* [What to do]
Rewrite the part of the items that opens with the line containing "the hotel sign" and runs through the end of the items, changing "detect" to "locate" and leaving everything else unchanged.

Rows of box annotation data
══════════

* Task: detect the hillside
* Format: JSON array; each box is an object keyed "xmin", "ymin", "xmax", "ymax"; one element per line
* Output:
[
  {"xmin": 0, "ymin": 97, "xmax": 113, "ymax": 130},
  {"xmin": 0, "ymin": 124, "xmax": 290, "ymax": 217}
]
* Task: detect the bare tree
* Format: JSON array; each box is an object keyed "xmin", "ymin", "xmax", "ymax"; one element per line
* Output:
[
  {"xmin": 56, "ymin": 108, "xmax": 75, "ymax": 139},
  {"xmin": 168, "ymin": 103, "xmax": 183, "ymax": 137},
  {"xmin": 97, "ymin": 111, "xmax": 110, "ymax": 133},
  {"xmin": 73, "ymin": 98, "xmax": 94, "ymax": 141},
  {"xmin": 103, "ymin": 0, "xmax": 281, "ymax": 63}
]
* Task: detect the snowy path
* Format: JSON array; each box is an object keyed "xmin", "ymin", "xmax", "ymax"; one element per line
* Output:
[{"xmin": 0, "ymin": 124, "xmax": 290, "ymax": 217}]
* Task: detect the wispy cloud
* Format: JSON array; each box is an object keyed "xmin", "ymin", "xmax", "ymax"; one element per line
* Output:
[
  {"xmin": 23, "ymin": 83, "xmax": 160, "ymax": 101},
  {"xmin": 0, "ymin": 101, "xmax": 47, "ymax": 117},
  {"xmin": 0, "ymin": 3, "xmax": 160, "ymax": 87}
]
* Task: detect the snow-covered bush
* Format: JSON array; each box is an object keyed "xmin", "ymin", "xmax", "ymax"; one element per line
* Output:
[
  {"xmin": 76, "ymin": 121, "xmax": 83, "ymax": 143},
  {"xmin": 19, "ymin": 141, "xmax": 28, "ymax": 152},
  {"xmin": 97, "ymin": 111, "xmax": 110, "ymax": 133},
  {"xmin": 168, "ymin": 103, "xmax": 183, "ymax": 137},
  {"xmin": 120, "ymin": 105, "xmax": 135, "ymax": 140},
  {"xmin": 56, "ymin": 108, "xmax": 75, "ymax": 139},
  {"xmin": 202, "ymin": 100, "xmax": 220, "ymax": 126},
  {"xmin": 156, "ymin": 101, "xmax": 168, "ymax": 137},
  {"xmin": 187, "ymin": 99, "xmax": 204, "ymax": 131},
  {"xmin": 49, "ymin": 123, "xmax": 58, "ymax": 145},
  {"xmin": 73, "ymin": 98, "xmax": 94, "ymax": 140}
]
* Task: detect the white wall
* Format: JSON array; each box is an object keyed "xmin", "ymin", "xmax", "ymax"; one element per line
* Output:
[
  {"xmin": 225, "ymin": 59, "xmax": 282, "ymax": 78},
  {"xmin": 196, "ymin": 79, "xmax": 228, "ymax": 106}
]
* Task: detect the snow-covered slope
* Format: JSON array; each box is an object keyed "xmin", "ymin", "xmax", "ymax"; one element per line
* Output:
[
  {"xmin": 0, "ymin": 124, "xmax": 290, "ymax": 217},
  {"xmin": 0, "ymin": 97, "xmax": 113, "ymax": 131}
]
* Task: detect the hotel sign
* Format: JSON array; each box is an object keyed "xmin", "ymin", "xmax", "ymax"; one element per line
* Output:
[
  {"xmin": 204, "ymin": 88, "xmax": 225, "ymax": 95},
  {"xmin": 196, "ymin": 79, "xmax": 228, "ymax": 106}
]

══════════

* [Response to this task]
* Task: locate the hotel sign
* Format: JSON array; each box is an object keyed "xmin", "ymin", "xmax", "ymax"; one element per line
* Output:
[
  {"xmin": 204, "ymin": 88, "xmax": 225, "ymax": 95},
  {"xmin": 196, "ymin": 79, "xmax": 228, "ymax": 106}
]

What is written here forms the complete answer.